## Action item
Nothing in the listing should differ in your copy; retype it all exactly.

## Extracted entries
⁂

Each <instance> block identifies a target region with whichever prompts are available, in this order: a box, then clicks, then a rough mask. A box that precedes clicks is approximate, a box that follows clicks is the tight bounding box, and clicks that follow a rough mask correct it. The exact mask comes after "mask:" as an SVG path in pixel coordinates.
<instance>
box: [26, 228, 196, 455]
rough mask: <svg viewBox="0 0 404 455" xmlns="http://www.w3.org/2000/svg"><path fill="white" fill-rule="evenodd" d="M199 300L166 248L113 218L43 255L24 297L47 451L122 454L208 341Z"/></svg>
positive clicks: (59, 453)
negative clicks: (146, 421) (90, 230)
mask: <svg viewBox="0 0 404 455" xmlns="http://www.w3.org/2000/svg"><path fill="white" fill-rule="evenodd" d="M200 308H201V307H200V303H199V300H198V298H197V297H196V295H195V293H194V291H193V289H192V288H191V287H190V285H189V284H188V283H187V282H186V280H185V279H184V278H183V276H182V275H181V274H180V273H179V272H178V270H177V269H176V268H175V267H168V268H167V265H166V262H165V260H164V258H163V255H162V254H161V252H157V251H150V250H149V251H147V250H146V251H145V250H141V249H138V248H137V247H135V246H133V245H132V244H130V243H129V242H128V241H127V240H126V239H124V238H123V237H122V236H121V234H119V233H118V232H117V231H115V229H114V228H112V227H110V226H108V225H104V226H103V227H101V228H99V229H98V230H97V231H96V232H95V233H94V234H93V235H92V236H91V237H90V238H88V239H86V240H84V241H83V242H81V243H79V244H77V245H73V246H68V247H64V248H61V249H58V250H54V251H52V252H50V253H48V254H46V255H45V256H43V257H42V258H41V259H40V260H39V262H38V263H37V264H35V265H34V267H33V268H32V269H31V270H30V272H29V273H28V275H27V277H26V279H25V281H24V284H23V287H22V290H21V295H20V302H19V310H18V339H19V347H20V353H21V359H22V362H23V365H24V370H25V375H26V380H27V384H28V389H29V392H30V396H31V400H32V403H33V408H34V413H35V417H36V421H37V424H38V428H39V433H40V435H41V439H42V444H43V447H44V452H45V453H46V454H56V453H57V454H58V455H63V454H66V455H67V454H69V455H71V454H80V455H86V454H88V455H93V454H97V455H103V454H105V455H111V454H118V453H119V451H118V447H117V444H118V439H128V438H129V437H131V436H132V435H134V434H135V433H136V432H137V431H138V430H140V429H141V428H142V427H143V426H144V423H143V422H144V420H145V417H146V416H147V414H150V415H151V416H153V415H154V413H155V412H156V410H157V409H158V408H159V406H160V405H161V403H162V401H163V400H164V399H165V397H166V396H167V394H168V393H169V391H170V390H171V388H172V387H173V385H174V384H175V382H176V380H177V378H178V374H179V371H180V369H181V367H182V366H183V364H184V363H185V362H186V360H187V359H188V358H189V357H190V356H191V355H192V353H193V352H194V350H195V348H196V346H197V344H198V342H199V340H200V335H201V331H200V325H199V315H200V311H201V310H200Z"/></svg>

⁂

## Exercise output
Each <instance> block identifies a target region with whichever prompts are available, in this order: a box, then clicks, then a rough mask. A box that precedes clicks is approximate, a box that follows clicks is the tight bounding box, and clicks that follow a rough mask correct it. The exact mask comes after "mask:" as an SVG path in pixel coordinates.
<instance>
box: [26, 228, 196, 455]
rough mask: <svg viewBox="0 0 404 455" xmlns="http://www.w3.org/2000/svg"><path fill="white" fill-rule="evenodd" d="M199 300L166 248L113 218L43 255L24 297L47 451L122 454L208 341Z"/></svg>
positive clicks: (59, 453)
negative clicks: (146, 421) (90, 230)
mask: <svg viewBox="0 0 404 455" xmlns="http://www.w3.org/2000/svg"><path fill="white" fill-rule="evenodd" d="M200 308H201V307H200V303H199V300H198V298H197V297H196V295H195V293H194V291H193V289H192V288H191V287H190V285H189V284H188V283H187V282H186V280H185V279H184V278H183V276H182V275H181V274H180V273H179V272H178V270H177V269H176V268H175V267H168V268H167V265H166V262H165V260H164V258H163V255H162V254H161V252H157V251H150V250H149V251H147V250H146V251H145V250H141V249H138V248H137V247H135V246H133V245H132V244H130V243H129V242H128V241H127V240H126V239H124V238H123V237H122V236H121V234H119V233H118V232H117V231H115V229H114V228H112V227H110V226H108V225H104V226H103V227H101V228H99V229H98V230H97V231H96V232H95V233H94V234H93V235H92V236H91V237H90V238H88V239H86V240H84V241H83V242H81V243H79V244H77V245H73V246H68V247H64V248H61V249H58V250H54V251H52V252H50V253H48V254H46V255H45V256H43V257H42V258H41V259H40V260H39V262H38V263H37V264H35V265H34V267H33V268H32V269H31V270H30V272H29V273H28V275H27V277H26V279H25V281H24V284H23V287H22V290H21V295H20V302H19V310H18V339H19V347H20V353H21V359H22V362H23V365H24V370H25V375H26V380H27V384H28V389H29V392H30V396H31V400H32V403H33V408H34V413H35V417H36V421H37V424H38V428H39V433H40V435H41V439H42V444H43V447H44V452H45V453H46V454H56V453H57V454H58V455H63V454H66V455H67V454H69V455H71V454H80V455H86V454H88V455H93V454H97V455H103V454H105V455H111V454H118V453H119V451H118V447H117V444H118V439H128V438H129V437H131V436H132V435H134V434H135V433H136V432H137V431H138V430H140V429H141V428H142V427H143V426H144V423H143V422H144V420H145V417H146V416H147V414H150V415H151V416H153V415H154V413H155V412H156V410H157V409H158V408H159V406H160V405H161V403H162V401H163V400H164V399H165V397H166V396H167V394H168V393H169V391H170V390H171V388H172V387H173V385H174V384H175V382H176V380H177V378H178V374H179V371H180V369H181V367H182V366H183V364H184V363H185V362H186V360H187V359H188V358H189V357H190V356H191V355H192V353H193V352H194V350H195V348H196V346H197V344H198V342H199V340H200V335H201V331H200V325H199V315H200V311H201V310H200Z"/></svg>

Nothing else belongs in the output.